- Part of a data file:
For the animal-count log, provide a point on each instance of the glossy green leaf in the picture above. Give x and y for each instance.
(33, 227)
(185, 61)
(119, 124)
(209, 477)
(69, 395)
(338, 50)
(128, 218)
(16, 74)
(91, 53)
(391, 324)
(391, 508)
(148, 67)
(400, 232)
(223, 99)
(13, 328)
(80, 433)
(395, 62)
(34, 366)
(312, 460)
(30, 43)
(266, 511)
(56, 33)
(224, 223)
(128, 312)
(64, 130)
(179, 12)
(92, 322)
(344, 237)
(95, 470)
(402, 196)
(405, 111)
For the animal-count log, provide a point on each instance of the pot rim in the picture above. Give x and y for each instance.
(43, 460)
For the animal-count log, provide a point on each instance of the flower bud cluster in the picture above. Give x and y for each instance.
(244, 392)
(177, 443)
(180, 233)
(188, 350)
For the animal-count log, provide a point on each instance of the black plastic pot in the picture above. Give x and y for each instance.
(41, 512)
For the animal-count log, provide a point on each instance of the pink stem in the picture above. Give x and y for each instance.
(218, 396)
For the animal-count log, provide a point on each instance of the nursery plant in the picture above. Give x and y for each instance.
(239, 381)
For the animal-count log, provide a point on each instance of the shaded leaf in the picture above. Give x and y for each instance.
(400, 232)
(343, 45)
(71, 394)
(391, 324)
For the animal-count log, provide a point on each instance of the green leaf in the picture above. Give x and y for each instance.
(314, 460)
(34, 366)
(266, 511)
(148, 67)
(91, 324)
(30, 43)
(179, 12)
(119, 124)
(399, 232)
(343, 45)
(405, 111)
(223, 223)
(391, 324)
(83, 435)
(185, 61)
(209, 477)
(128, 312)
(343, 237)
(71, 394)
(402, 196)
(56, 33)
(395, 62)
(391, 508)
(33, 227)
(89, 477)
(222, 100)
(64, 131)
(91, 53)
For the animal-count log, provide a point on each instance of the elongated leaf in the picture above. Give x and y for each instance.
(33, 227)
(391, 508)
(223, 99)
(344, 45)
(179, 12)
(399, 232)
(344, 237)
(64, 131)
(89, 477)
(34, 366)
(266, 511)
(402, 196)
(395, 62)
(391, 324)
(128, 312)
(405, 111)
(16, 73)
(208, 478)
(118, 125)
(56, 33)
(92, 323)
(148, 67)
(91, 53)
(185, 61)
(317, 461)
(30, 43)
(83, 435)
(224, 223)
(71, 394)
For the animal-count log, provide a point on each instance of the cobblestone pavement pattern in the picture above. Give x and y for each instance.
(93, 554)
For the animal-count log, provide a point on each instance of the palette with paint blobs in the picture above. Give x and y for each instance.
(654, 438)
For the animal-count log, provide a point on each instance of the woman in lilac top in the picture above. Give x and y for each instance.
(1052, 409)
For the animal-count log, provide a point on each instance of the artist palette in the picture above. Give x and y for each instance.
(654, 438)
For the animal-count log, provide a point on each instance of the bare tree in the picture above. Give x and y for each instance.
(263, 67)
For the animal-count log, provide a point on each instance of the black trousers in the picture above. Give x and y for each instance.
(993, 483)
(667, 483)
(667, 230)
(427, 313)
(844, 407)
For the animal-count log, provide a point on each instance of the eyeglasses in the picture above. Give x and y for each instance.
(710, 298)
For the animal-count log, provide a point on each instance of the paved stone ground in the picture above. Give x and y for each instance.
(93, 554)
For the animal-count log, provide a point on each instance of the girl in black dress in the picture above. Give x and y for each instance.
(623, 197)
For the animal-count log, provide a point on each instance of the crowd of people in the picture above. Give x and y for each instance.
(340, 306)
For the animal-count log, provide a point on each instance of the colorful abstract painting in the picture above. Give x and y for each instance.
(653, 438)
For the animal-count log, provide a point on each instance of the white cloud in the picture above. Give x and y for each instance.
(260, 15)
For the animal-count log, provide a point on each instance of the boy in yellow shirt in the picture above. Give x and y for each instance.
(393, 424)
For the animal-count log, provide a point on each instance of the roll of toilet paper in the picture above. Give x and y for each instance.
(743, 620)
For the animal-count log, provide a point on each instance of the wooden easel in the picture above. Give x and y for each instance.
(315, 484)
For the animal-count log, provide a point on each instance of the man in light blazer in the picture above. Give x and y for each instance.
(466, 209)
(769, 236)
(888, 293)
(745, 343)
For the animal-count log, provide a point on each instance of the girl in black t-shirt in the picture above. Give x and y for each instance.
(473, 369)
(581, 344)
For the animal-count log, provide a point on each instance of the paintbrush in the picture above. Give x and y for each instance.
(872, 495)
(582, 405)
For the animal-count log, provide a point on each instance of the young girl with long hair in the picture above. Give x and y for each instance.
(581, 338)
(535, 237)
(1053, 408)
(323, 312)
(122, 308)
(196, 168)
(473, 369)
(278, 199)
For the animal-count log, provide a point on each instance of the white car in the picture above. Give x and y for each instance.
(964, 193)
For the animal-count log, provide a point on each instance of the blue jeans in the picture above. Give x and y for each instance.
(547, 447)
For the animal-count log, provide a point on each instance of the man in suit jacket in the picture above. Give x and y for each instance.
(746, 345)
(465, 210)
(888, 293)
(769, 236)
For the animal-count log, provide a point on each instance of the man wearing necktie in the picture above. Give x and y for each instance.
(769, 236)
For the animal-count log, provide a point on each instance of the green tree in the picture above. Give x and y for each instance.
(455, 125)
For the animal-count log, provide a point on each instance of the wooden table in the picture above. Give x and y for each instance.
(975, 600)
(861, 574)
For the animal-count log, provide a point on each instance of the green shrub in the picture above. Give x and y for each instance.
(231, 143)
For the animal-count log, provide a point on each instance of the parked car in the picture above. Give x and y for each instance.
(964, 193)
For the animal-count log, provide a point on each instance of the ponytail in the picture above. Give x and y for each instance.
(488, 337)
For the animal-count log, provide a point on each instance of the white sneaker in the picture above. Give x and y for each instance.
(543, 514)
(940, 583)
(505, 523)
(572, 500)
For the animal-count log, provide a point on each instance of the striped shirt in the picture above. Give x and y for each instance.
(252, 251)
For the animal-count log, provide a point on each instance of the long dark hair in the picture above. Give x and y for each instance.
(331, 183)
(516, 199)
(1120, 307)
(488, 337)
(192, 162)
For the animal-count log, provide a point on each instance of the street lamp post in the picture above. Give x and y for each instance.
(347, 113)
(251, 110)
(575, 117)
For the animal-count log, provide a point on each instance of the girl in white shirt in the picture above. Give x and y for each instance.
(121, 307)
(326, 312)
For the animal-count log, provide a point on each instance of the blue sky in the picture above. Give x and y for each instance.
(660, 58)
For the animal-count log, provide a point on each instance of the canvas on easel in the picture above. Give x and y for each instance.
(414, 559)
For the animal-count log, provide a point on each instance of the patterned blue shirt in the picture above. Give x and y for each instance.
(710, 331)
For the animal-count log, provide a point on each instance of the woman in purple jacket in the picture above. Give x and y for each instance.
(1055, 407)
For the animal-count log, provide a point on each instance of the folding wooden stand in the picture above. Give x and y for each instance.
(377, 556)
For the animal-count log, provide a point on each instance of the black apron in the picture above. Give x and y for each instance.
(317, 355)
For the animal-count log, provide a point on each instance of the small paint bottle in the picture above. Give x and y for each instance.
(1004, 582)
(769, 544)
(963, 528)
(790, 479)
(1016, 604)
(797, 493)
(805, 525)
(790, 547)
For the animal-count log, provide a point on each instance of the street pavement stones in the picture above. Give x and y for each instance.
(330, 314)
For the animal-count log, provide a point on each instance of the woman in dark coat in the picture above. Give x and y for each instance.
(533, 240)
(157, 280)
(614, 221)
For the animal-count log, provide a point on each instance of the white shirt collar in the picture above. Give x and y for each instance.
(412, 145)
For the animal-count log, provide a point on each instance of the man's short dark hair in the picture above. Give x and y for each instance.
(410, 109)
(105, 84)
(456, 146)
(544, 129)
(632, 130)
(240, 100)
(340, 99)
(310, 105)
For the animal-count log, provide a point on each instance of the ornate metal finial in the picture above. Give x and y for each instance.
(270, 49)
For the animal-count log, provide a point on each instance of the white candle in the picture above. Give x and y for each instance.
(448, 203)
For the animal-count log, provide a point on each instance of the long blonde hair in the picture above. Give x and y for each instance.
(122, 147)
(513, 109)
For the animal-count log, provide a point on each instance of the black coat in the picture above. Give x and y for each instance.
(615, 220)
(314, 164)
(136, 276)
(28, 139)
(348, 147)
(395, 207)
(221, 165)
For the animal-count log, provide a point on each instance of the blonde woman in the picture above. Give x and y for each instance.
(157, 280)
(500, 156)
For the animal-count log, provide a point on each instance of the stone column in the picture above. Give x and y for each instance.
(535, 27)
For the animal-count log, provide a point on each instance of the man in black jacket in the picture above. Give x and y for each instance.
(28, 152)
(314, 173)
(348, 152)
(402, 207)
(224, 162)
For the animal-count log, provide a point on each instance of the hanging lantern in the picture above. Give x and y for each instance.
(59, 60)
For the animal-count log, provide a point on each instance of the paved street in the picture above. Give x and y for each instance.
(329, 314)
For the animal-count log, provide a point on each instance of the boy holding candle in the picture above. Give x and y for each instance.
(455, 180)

- Exercise directions: Starting at the line that contains "the white shirt" and continuing through the last line, write the lines out again. Switch "lantern" to "lamp" and change nothing else.

- Output:
For the animal-count log, provide a point on each instance of the white shirt collar in the picture above. Give x and y for each instance.
(412, 145)
For the animal-count log, provide a point on each instance of the man's short dark hair in the picture above. Give x and y for each instance.
(410, 109)
(105, 84)
(456, 146)
(544, 129)
(632, 130)
(240, 100)
(340, 99)
(310, 105)
For the animal-count log, provide a point on each instance of the ornate metal finial in the picture above. Give x and y for each instance.
(270, 49)
For the animal-count log, provide a point on each instance of the white candle in the picture above. Give x and y for each instance.
(448, 203)
For the animal-count log, provide a point on each instance of the long blonde hair in the picture above. Give x and y for each instance.
(122, 147)
(513, 109)
For the animal-count log, provide a point on each instance of the black coat in the picture above. Give x and y for each instance.
(615, 220)
(314, 164)
(136, 276)
(28, 139)
(348, 147)
(395, 207)
(221, 165)
For the animal-count log, provide a point on each instance of the blonde woman in the picture above. Give x and y for each instance.
(157, 280)
(500, 156)
For the animal-count log, provide a point on each instance of the stone column in the picture above. Give x and y for each instance.
(535, 27)
For the animal-count log, provide a point on each instance of the man in black jacket in the picture above. Give x and y for each instance.
(28, 152)
(314, 173)
(348, 152)
(402, 207)
(224, 162)
For the animal-count log, provide a point on each instance of the hanging lamp in the picture above. Give x and y for each instance.
(59, 60)
For the animal-count log, provide a point on each instance of the paved street in the picture above. Give x and y for each instance.
(329, 314)
For the animal-count log, provide a point on each instance of the boy holding candle in the picture above. Give x and y for each instance.
(455, 180)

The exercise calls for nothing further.